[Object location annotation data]

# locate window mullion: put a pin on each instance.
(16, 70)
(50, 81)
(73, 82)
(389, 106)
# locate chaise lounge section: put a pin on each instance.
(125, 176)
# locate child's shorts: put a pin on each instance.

* * *

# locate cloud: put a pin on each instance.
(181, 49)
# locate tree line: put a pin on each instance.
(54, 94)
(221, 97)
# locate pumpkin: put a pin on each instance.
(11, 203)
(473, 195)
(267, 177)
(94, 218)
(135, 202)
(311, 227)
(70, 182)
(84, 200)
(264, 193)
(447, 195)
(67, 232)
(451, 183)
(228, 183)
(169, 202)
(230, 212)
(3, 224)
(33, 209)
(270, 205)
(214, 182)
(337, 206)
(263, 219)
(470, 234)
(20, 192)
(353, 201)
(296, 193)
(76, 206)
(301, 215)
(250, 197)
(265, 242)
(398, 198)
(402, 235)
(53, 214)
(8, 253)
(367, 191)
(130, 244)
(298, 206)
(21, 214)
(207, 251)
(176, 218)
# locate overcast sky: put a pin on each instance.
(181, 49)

-- EXERCISE OBJECTIVE --
Return the lines of the records above unchanged, starting at the line that contains "# locate window" and ending at the line that contains "# locate child's", both included.

-- RESULT --
# locate window mullion: put a pin on each instance.
(16, 70)
(50, 81)
(73, 82)
(389, 106)
# locate chaise lounge section: put a pin on each instance.
(125, 176)
# locate child's shorts: put a pin on each instance.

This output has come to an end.